### Exercise objective
Reproduce all of the data below verbatim, line for line, with no changes.

══════════════════════════════

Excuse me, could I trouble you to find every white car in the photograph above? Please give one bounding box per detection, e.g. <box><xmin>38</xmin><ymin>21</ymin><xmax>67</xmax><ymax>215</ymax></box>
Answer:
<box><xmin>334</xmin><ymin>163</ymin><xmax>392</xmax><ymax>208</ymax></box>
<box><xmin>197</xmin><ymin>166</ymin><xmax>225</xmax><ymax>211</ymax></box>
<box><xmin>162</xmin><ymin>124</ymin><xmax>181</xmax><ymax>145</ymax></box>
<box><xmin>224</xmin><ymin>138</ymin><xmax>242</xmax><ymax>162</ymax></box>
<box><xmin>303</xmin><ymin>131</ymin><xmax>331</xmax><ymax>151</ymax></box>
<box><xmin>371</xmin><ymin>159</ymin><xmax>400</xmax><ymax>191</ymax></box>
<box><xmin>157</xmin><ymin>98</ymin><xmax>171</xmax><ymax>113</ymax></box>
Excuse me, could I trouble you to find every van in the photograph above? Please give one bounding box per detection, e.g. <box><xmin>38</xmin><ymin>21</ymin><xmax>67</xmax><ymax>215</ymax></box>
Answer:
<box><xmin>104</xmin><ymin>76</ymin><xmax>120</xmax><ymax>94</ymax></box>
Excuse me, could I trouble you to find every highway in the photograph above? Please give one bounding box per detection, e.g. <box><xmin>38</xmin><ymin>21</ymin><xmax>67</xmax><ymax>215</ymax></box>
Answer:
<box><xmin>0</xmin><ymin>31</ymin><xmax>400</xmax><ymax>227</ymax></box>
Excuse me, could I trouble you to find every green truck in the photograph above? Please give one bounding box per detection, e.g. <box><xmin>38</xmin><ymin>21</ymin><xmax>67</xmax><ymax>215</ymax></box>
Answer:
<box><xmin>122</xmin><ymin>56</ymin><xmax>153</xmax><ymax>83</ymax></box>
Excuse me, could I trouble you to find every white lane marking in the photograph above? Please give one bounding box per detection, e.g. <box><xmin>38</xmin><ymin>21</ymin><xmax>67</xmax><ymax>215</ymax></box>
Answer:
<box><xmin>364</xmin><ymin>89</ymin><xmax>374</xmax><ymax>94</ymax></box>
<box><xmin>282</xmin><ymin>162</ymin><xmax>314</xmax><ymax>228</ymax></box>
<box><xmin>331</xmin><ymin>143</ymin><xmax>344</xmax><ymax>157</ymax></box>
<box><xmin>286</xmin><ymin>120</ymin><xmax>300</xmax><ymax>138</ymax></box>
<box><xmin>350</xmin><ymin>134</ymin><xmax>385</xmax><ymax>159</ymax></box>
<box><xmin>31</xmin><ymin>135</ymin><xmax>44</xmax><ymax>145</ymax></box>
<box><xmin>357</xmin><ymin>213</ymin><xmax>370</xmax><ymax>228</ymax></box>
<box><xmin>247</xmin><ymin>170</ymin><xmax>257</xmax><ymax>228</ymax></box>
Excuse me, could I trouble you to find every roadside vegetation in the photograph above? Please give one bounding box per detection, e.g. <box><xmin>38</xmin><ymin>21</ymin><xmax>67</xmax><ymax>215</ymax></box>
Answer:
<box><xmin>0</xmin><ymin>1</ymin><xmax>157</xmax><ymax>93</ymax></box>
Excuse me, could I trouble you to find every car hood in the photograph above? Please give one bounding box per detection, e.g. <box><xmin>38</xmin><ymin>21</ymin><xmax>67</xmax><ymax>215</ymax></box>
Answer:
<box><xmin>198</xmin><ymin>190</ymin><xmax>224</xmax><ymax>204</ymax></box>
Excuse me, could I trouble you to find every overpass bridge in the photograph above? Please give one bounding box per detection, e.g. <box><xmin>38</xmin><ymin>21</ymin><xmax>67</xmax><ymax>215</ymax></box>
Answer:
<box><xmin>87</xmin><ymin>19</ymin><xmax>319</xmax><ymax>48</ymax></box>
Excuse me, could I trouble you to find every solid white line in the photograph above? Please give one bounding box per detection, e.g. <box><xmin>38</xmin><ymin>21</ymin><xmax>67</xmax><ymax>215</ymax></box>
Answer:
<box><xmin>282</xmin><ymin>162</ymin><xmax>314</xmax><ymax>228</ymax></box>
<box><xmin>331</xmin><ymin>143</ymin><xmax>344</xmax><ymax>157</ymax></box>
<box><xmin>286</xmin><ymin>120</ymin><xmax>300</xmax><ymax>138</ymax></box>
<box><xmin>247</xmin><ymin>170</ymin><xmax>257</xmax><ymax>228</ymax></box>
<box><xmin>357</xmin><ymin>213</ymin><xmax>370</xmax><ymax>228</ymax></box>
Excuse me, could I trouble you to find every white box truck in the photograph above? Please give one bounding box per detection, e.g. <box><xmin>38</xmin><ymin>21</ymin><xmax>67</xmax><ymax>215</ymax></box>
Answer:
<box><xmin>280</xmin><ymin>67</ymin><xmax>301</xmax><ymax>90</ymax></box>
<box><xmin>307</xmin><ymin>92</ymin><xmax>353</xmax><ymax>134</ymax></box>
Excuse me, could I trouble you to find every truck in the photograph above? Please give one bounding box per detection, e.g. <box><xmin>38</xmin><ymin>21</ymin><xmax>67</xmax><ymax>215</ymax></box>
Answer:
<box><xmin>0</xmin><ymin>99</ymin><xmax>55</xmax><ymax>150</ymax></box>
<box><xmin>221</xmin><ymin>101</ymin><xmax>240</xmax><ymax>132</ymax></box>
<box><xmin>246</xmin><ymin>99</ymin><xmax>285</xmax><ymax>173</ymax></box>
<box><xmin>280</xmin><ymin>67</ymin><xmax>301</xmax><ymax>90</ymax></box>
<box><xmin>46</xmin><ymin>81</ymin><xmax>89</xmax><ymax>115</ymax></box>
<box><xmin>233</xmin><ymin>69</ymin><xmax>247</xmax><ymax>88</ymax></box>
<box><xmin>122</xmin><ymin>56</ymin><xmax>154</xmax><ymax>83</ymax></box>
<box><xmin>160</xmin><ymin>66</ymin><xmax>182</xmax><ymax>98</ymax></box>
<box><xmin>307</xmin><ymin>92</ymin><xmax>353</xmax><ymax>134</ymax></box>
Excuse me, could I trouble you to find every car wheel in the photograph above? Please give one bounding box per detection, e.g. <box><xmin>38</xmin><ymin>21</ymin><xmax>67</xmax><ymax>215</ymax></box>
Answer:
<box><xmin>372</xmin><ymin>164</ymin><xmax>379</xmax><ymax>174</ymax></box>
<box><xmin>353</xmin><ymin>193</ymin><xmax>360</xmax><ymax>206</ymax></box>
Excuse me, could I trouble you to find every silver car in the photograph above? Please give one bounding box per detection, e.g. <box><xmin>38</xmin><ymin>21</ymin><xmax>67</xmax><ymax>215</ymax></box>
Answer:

══════════════════════════════

### Worked answer
Excuse me, could I trouble you to find every white car in the photograph above? Please give one bounding box per detection, e.g. <box><xmin>38</xmin><ymin>21</ymin><xmax>67</xmax><ymax>215</ymax></box>
Answer:
<box><xmin>334</xmin><ymin>163</ymin><xmax>392</xmax><ymax>208</ymax></box>
<box><xmin>197</xmin><ymin>166</ymin><xmax>225</xmax><ymax>211</ymax></box>
<box><xmin>162</xmin><ymin>124</ymin><xmax>181</xmax><ymax>145</ymax></box>
<box><xmin>224</xmin><ymin>138</ymin><xmax>242</xmax><ymax>162</ymax></box>
<box><xmin>303</xmin><ymin>131</ymin><xmax>331</xmax><ymax>151</ymax></box>
<box><xmin>371</xmin><ymin>159</ymin><xmax>400</xmax><ymax>191</ymax></box>
<box><xmin>157</xmin><ymin>98</ymin><xmax>171</xmax><ymax>113</ymax></box>
Excuse me, could I trouble you to find every van in the photograph above? Please give one bounding box per detection, e.g. <box><xmin>38</xmin><ymin>21</ymin><xmax>67</xmax><ymax>215</ymax></box>
Answer:
<box><xmin>104</xmin><ymin>76</ymin><xmax>120</xmax><ymax>94</ymax></box>
Excuse me, could I trouble you to find every highway in the photograph above? Please give one bounding box per detection, e.g. <box><xmin>38</xmin><ymin>21</ymin><xmax>67</xmax><ymax>215</ymax></box>
Answer:
<box><xmin>0</xmin><ymin>31</ymin><xmax>400</xmax><ymax>227</ymax></box>
Excuse me, could I trouble you to find every green truck in the photograph above? Please give one bounding box per detection, e.g. <box><xmin>38</xmin><ymin>21</ymin><xmax>67</xmax><ymax>215</ymax></box>
Answer:
<box><xmin>122</xmin><ymin>56</ymin><xmax>153</xmax><ymax>83</ymax></box>
Excuse me, could I trouble you to find every white lane marking in the photograph above? Please give one bounding box per detection, e.g. <box><xmin>38</xmin><ymin>21</ymin><xmax>67</xmax><ymax>215</ymax></box>
Answer:
<box><xmin>364</xmin><ymin>89</ymin><xmax>374</xmax><ymax>94</ymax></box>
<box><xmin>282</xmin><ymin>162</ymin><xmax>314</xmax><ymax>228</ymax></box>
<box><xmin>331</xmin><ymin>143</ymin><xmax>344</xmax><ymax>157</ymax></box>
<box><xmin>286</xmin><ymin>120</ymin><xmax>300</xmax><ymax>138</ymax></box>
<box><xmin>350</xmin><ymin>134</ymin><xmax>385</xmax><ymax>159</ymax></box>
<box><xmin>31</xmin><ymin>135</ymin><xmax>44</xmax><ymax>145</ymax></box>
<box><xmin>357</xmin><ymin>213</ymin><xmax>370</xmax><ymax>228</ymax></box>
<box><xmin>247</xmin><ymin>170</ymin><xmax>257</xmax><ymax>228</ymax></box>
Excuse me, could I trouble you to find every roadside vegetation in the photograph above? Please give one bounding box per detection, e.g. <box><xmin>38</xmin><ymin>21</ymin><xmax>67</xmax><ymax>215</ymax></box>
Answer:
<box><xmin>0</xmin><ymin>1</ymin><xmax>157</xmax><ymax>93</ymax></box>
Excuse me, could I trouble you to find every car hood in the photograph above? Please give one bounding box per detection, e.g. <box><xmin>38</xmin><ymin>21</ymin><xmax>67</xmax><ymax>215</ymax></box>
Answer:
<box><xmin>198</xmin><ymin>190</ymin><xmax>224</xmax><ymax>204</ymax></box>
Excuse me, could I trouble you to find every overpass bridge in the photograph above? Please give one bounding box per detection, e.g. <box><xmin>38</xmin><ymin>21</ymin><xmax>67</xmax><ymax>215</ymax></box>
Answer:
<box><xmin>87</xmin><ymin>19</ymin><xmax>319</xmax><ymax>48</ymax></box>
Excuse me, could I trouble you to find every solid white line in the photograph above? Please give one bounding box per detection, e.g. <box><xmin>38</xmin><ymin>21</ymin><xmax>67</xmax><ymax>215</ymax></box>
Answer:
<box><xmin>282</xmin><ymin>162</ymin><xmax>314</xmax><ymax>228</ymax></box>
<box><xmin>331</xmin><ymin>143</ymin><xmax>344</xmax><ymax>157</ymax></box>
<box><xmin>286</xmin><ymin>120</ymin><xmax>300</xmax><ymax>138</ymax></box>
<box><xmin>247</xmin><ymin>170</ymin><xmax>257</xmax><ymax>228</ymax></box>
<box><xmin>357</xmin><ymin>213</ymin><xmax>370</xmax><ymax>228</ymax></box>
Excuse me, could I trouble you to find every white box truck in the photograph above? Please give one bounding box per detection, e.g. <box><xmin>38</xmin><ymin>21</ymin><xmax>67</xmax><ymax>215</ymax></box>
Answer:
<box><xmin>280</xmin><ymin>67</ymin><xmax>301</xmax><ymax>90</ymax></box>
<box><xmin>307</xmin><ymin>92</ymin><xmax>353</xmax><ymax>134</ymax></box>
Excuse me, could I trouble you to find every truck in the photograph above? Please give one bounding box per detection, e.g. <box><xmin>38</xmin><ymin>21</ymin><xmax>67</xmax><ymax>215</ymax></box>
Answer:
<box><xmin>0</xmin><ymin>99</ymin><xmax>55</xmax><ymax>150</ymax></box>
<box><xmin>221</xmin><ymin>101</ymin><xmax>240</xmax><ymax>132</ymax></box>
<box><xmin>246</xmin><ymin>99</ymin><xmax>285</xmax><ymax>173</ymax></box>
<box><xmin>280</xmin><ymin>67</ymin><xmax>301</xmax><ymax>90</ymax></box>
<box><xmin>46</xmin><ymin>81</ymin><xmax>89</xmax><ymax>115</ymax></box>
<box><xmin>233</xmin><ymin>69</ymin><xmax>247</xmax><ymax>88</ymax></box>
<box><xmin>122</xmin><ymin>56</ymin><xmax>154</xmax><ymax>83</ymax></box>
<box><xmin>160</xmin><ymin>66</ymin><xmax>182</xmax><ymax>98</ymax></box>
<box><xmin>307</xmin><ymin>92</ymin><xmax>353</xmax><ymax>134</ymax></box>
Excuse me, could I trouble you to find every car wheel in the photograph above? Please give one bounding box per detection, e.g. <box><xmin>38</xmin><ymin>21</ymin><xmax>67</xmax><ymax>215</ymax></box>
Answer:
<box><xmin>372</xmin><ymin>164</ymin><xmax>379</xmax><ymax>174</ymax></box>
<box><xmin>353</xmin><ymin>193</ymin><xmax>360</xmax><ymax>206</ymax></box>
Excuse me, could I trouble you to find every silver car in the photograph above? Please give one bounding box per detection, e.g. <box><xmin>38</xmin><ymin>21</ymin><xmax>67</xmax><ymax>215</ymax></box>
Answer:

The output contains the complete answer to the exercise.